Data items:
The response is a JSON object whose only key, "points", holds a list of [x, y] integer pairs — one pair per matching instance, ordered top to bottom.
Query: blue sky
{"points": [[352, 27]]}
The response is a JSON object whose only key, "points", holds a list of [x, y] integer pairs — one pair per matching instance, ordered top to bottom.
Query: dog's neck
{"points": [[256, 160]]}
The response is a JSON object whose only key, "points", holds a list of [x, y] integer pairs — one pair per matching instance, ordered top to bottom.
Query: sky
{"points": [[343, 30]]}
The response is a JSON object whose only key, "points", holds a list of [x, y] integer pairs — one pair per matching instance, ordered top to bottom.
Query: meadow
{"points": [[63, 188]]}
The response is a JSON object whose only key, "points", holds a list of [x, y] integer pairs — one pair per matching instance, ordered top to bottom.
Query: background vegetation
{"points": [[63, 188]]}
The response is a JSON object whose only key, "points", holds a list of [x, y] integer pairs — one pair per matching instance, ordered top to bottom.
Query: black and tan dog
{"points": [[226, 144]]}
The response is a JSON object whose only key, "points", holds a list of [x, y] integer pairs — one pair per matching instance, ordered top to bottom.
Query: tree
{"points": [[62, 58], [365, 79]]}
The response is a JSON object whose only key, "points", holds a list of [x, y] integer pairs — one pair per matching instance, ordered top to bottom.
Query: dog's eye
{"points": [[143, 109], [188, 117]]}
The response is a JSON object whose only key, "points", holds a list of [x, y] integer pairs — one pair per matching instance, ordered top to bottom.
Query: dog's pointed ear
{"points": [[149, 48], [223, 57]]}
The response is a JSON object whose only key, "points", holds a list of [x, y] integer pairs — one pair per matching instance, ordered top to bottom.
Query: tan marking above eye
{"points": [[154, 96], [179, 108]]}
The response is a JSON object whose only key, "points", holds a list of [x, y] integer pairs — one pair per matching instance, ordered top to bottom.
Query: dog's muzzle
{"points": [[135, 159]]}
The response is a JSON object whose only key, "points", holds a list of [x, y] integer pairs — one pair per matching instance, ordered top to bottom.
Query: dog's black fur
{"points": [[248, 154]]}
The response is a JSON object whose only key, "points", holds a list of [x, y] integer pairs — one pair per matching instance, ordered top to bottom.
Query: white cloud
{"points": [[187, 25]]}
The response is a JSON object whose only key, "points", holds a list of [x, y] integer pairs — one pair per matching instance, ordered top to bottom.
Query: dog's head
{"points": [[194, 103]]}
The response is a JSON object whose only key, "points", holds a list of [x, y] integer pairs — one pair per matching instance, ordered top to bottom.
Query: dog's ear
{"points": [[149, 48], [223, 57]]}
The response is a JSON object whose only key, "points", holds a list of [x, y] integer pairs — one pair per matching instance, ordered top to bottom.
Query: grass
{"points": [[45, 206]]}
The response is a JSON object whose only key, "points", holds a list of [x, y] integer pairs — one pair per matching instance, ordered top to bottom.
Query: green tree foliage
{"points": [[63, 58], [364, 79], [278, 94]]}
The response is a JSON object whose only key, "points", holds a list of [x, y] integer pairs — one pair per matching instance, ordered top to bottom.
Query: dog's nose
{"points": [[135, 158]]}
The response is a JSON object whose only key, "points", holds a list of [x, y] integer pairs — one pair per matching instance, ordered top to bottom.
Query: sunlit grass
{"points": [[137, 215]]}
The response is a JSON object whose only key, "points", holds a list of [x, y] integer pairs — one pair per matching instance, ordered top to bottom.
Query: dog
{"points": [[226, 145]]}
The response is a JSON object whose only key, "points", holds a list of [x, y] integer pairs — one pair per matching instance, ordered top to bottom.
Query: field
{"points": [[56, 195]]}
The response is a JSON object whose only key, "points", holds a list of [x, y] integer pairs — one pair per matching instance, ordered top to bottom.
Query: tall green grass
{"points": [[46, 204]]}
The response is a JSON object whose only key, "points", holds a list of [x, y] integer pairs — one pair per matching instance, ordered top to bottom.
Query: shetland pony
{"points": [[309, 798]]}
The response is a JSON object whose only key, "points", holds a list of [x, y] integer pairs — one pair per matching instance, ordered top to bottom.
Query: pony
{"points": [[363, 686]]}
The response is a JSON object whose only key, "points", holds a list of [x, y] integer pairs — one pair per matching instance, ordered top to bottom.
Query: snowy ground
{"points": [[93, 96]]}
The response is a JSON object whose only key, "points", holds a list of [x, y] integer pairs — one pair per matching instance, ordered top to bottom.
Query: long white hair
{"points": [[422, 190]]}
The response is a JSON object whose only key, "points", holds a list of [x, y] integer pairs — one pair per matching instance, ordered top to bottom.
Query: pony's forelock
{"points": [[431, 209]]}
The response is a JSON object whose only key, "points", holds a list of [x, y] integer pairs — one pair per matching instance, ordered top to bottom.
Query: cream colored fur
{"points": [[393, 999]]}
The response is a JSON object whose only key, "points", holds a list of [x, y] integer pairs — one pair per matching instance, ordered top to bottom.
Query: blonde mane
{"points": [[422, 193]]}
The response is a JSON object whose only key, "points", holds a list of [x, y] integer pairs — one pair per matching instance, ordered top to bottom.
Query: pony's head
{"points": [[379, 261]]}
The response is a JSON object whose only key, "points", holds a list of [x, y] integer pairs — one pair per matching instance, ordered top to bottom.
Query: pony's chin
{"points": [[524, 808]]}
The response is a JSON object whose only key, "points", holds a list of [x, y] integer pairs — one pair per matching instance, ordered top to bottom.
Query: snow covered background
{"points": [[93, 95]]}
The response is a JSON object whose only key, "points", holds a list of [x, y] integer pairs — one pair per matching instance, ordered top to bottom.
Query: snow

Task requirements ::
Exactly reproduce every line of the data above.

Result for this exercise ::
The response is a JSON object whose only key, "points", holds a list of [x, y] integer pairs — one pair per matching instance, ordered top to bottom.
Query: blue sky
{"points": [[352, 27]]}
The response is a JSON object whose only key, "points", holds a list of [x, y] integer pairs — one pair per matching instance, ordered top to bottom.
Query: dog's neck
{"points": [[256, 160]]}
The response is a JSON object whose only key, "points", holds a list of [x, y] integer pairs — one pair per matching instance, ordered top to bottom.
Query: sky
{"points": [[343, 30]]}
The response is a JSON object whose only key, "points", holds a list of [x, y] integer pairs — one pair per matching instance, ordered top to bottom.
Query: meadow
{"points": [[63, 188]]}
The response is a JSON object whose only key, "points", holds a list of [x, y] integer pairs — one pair per matching instance, ordered top to bottom.
Query: background vegetation
{"points": [[63, 188]]}
The response is a JSON object whose only key, "points", holds a list of [x, y] integer pairs — one pair per matching instance, ordered top to bottom.
Query: black and tan dog
{"points": [[226, 144]]}
The response is a JSON object whose only key, "points", holds a list of [x, y] integer pairs — one pair per matching instance, ordered top to bottom.
Query: tree
{"points": [[62, 58], [365, 79]]}
The response is a JSON object whose only key, "points", holds a list of [x, y] integer pairs — one pair per matching instance, ordered top to bottom.
Query: dog's eye
{"points": [[143, 109], [188, 117]]}
The response is a JSON object whose only key, "points", holds a list of [x, y] integer pairs — one pair per matching instance, ordered top to bottom.
Query: dog's pointed ear
{"points": [[149, 48], [223, 57]]}
The response is a JSON object whose only key, "points", holds a list of [x, y] integer pairs — one pair per matching instance, ordered top to bottom.
Query: tan marking above eye
{"points": [[154, 96], [179, 108]]}
The response is a JSON object whose only key, "points", holds a list of [x, y] integer pairs — one pair per matching instance, ordered top to bottom.
Query: dog's muzzle
{"points": [[135, 159]]}
The response is a JSON object whose only key, "points", holds a list of [x, y] integer pairs — one pair per matching instance, ordered top to bottom.
Query: dog's black fur
{"points": [[248, 154]]}
The response is a JSON object whose only key, "points", holds a list of [x, y] integer pairs — one pair per matching instance, ordered top to bottom.
Query: white cloud
{"points": [[187, 25]]}
The response is a JSON object whose only key, "points", holds a list of [x, y] integer pairs — one pair per matching instance, ordered top to bottom.
Query: dog's head
{"points": [[194, 103]]}
The response is a JSON object whose only key, "points", holds a list of [x, y] integer pairs — one pair per matching instance, ordered top to bottom.
Query: dog's ear
{"points": [[149, 48], [223, 57]]}
The response is a JSON object whose only key, "points", holds a list of [x, y] integer pairs — one pair per matching instance, ordered top to bottom.
Query: grass
{"points": [[45, 206]]}
The response is a JSON object whose only key, "points", holds a list of [x, y] integer pairs — one pair per matching instance, ordered top to bottom.
Query: green tree foliage
{"points": [[63, 58], [364, 79], [278, 94]]}
The response is a JSON object whose only key, "points", holds a list of [x, y] integer pairs — one pair per matching instance, ordered top to bottom.
Query: dog's nose
{"points": [[135, 158]]}
The response is a JSON object whose only key, "points", holds a list of [x, y] integer pairs — one pair per matching instance, ordered top to bottom.
Query: sunlit grass
{"points": [[137, 215]]}
The response is a JSON object whose only key, "points", holds a list of [x, y] integer pairs — one pair per matching instance, ordered top to bottom.
Query: dog
{"points": [[226, 145]]}
The response is a JSON object whose only key, "points", holds a list of [x, y] integer pairs — one pair per matching instance, ordered top to bottom.
Query: field
{"points": [[56, 195]]}
The response is a JSON object whose only key, "points", holds a list of [x, y] integer pairs — one pair per matching instance, ordered top to bottom.
Query: tall green grass
{"points": [[46, 204]]}
The response is a JSON object whose only key, "points", holds a list of [x, y] integer pairs — one pair per matching instance, ordered top to bottom.
Query: shetland pony
{"points": [[309, 798]]}
The response is a JSON object whose only key, "points", holds a list of [x, y] integer pairs — one pair per matching instance, ordered top to bottom.
Query: pony
{"points": [[363, 686]]}
The response is a JSON object whose only key, "points", holds a list of [x, y] integer pairs — one pair per matching instance, ordered top to bottom.
Query: snowy ground
{"points": [[93, 96]]}
The response is a JSON object whose only key, "points", holds a list of [x, y] integer pairs — one pair per matching instance, ordered top to bottom.
Query: long white hair
{"points": [[422, 190]]}
The response is a JSON object whose only key, "points", holds a list of [x, y] integer pairs — one pair per matching instance, ordered top to bottom.
Query: pony's forelock
{"points": [[431, 209]]}
The response is a JSON object whose only key, "points", holds a list of [x, y] integer pairs — one pair per matching instance, ordered top to bottom.
Query: cream colored fur
{"points": [[393, 999]]}
The response is a JSON object whose only key, "points", holds a list of [x, y] integer pairs — one pair per matching instance, ordered top to bottom.
Query: blonde mane
{"points": [[422, 193]]}
The response is a JSON object whose only key, "points", holds a list of [x, y] integer pairs — one pair per matching instance, ordered top to bottom.
Query: pony's head
{"points": [[379, 261]]}
The response is a JSON object whose only key, "points", holds a list of [x, y] integer pairs — one pair per matching instance, ordered top to bottom.
Query: pony's chin
{"points": [[524, 808]]}
The response is a JSON object whose only key, "points", holds a list of [x, y] integer pairs — one pair per matching instance, ordered top to bottom.
Query: snow covered background
{"points": [[93, 95]]}
The response is a JSON object whose only key, "points", holds a list of [x, y] integer pairs — one pair per matching instance, ordered top to bottom.
Query: snow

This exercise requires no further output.